• [What is expected] Give every line of the listing back, exactly as written.

Records for processing START

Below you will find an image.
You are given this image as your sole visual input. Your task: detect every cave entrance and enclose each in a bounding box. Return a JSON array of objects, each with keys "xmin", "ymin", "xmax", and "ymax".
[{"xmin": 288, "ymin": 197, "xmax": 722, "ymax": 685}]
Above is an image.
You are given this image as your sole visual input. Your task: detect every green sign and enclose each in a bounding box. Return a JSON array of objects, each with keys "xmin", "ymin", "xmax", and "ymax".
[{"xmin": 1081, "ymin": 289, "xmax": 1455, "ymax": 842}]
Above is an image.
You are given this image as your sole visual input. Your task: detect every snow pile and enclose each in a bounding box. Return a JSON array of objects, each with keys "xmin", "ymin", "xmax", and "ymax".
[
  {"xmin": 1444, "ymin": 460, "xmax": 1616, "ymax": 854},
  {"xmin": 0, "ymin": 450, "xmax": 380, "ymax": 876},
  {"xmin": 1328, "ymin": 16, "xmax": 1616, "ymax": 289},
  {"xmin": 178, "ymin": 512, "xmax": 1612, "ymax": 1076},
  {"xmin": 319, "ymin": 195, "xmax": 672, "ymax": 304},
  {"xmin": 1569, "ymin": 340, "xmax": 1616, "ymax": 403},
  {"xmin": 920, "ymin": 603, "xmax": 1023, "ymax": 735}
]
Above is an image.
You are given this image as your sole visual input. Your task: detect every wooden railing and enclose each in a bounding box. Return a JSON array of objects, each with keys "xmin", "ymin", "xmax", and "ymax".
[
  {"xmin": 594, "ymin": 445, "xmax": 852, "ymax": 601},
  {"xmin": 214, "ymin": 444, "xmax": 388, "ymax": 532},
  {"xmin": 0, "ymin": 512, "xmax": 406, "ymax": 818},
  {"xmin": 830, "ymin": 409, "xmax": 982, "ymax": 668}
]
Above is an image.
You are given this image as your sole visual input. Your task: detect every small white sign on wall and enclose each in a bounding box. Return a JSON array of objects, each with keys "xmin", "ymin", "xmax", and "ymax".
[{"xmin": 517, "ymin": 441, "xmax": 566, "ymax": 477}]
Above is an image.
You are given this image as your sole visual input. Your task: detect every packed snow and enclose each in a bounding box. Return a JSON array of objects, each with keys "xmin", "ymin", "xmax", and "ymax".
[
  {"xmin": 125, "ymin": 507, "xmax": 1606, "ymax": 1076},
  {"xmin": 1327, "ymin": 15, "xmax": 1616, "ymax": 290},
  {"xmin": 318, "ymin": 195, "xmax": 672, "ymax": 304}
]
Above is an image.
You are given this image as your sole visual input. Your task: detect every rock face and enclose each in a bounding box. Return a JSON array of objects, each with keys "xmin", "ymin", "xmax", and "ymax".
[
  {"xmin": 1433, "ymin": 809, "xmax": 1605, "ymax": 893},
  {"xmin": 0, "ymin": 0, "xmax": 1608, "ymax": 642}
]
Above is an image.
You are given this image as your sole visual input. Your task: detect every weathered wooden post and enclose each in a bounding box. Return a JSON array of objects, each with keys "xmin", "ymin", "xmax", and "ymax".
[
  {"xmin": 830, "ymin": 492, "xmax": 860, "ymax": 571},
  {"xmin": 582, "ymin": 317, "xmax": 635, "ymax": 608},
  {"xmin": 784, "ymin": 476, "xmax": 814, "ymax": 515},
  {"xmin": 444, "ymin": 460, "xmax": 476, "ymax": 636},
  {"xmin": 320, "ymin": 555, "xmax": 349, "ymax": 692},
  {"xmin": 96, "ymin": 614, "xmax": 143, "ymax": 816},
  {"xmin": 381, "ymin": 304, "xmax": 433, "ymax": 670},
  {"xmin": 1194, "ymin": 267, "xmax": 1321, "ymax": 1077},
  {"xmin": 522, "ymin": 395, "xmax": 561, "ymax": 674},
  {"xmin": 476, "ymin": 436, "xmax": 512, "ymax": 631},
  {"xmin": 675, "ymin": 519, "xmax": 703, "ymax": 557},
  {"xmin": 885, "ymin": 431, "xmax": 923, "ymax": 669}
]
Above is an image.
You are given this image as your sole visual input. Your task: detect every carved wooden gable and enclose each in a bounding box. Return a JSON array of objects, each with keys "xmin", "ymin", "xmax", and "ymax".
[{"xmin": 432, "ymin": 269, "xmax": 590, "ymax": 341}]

Records for processing END

• [Solved problem]
Below you will find an image.
You are given this image as your sole visual input. Your task: detect every cave entrance and enclose each in a bounding box. Return a JSON array of objects, each with keys "xmin", "ymin", "xmax", and "ymax".
[{"xmin": 288, "ymin": 197, "xmax": 722, "ymax": 685}]
Above is an image.
You are given this image as your sole visual input. Your task: detect every green sign and enclose each in a bounding box. Return a JSON array of objects, each with keys "xmin", "ymin", "xmax", and "ymax".
[{"xmin": 1081, "ymin": 289, "xmax": 1455, "ymax": 842}]
Above is an image.
You are given this image as your sole visual input. Your task: detect every snow pile and enclose each in a bounding box. Return a JSON array of objects, each with keys "xmin", "ymin", "xmax", and "ymax".
[
  {"xmin": 1444, "ymin": 460, "xmax": 1616, "ymax": 854},
  {"xmin": 0, "ymin": 450, "xmax": 380, "ymax": 876},
  {"xmin": 1328, "ymin": 16, "xmax": 1616, "ymax": 289},
  {"xmin": 178, "ymin": 512, "xmax": 1612, "ymax": 1076},
  {"xmin": 319, "ymin": 195, "xmax": 672, "ymax": 304},
  {"xmin": 1569, "ymin": 340, "xmax": 1616, "ymax": 403},
  {"xmin": 920, "ymin": 603, "xmax": 1023, "ymax": 735}
]
Above is an image.
You are given this image as your sole visual input. Your task: detect every wooden railing and enclose each in a bounding box. Return a JSON array of objects, each with keys "xmin", "ymin", "xmax", and "ymax".
[
  {"xmin": 594, "ymin": 445, "xmax": 852, "ymax": 601},
  {"xmin": 214, "ymin": 444, "xmax": 388, "ymax": 532},
  {"xmin": 0, "ymin": 512, "xmax": 406, "ymax": 818},
  {"xmin": 830, "ymin": 409, "xmax": 982, "ymax": 668}
]
Above is an image.
You are given this image as your sole visual input. Your task: detect every small white sign on wall and enclose each in a bounding box. Return a JSON array of objects, each with keys "xmin", "ymin", "xmax", and "ymax".
[{"xmin": 517, "ymin": 441, "xmax": 566, "ymax": 477}]
Above is an image.
You are given this image as your sole visual input. Your task: detect every packed snow and enclose each in a bounding box. Return a JSON array of objects, each with keys "xmin", "ymin", "xmax", and "ymax".
[
  {"xmin": 125, "ymin": 507, "xmax": 1606, "ymax": 1076},
  {"xmin": 1327, "ymin": 15, "xmax": 1616, "ymax": 290},
  {"xmin": 318, "ymin": 195, "xmax": 672, "ymax": 304}
]
Above is an image.
You are given this image as your sole visual input. Your task: detect every rock face and enclose each in a bounding box. Return a JSON array of objects, each with keys "xmin", "ymin", "xmax", and "ymax".
[
  {"xmin": 1433, "ymin": 809, "xmax": 1605, "ymax": 893},
  {"xmin": 0, "ymin": 0, "xmax": 1608, "ymax": 642}
]
Above is an image.
You are given this image as your sole visual input. Your task: detect every weathered wooden post and enclose each in a bounding box. Return a JSON array of objects, each with keys "xmin", "ymin", "xmax", and "ymax".
[
  {"xmin": 830, "ymin": 492, "xmax": 860, "ymax": 571},
  {"xmin": 582, "ymin": 317, "xmax": 635, "ymax": 608},
  {"xmin": 784, "ymin": 476, "xmax": 814, "ymax": 515},
  {"xmin": 444, "ymin": 460, "xmax": 476, "ymax": 636},
  {"xmin": 320, "ymin": 555, "xmax": 349, "ymax": 692},
  {"xmin": 96, "ymin": 614, "xmax": 143, "ymax": 816},
  {"xmin": 381, "ymin": 304, "xmax": 433, "ymax": 670},
  {"xmin": 1194, "ymin": 267, "xmax": 1321, "ymax": 1077},
  {"xmin": 522, "ymin": 395, "xmax": 561, "ymax": 674},
  {"xmin": 476, "ymin": 436, "xmax": 512, "ymax": 631},
  {"xmin": 675, "ymin": 519, "xmax": 703, "ymax": 557},
  {"xmin": 885, "ymin": 431, "xmax": 923, "ymax": 669}
]
Above is an image.
You are given this image as your sole visual input. Your task: detect every carved wooden gable and enclose each in a bounding box. Return a JSON array of objects, each with keys "xmin", "ymin", "xmax", and "ymax".
[{"xmin": 432, "ymin": 269, "xmax": 590, "ymax": 341}]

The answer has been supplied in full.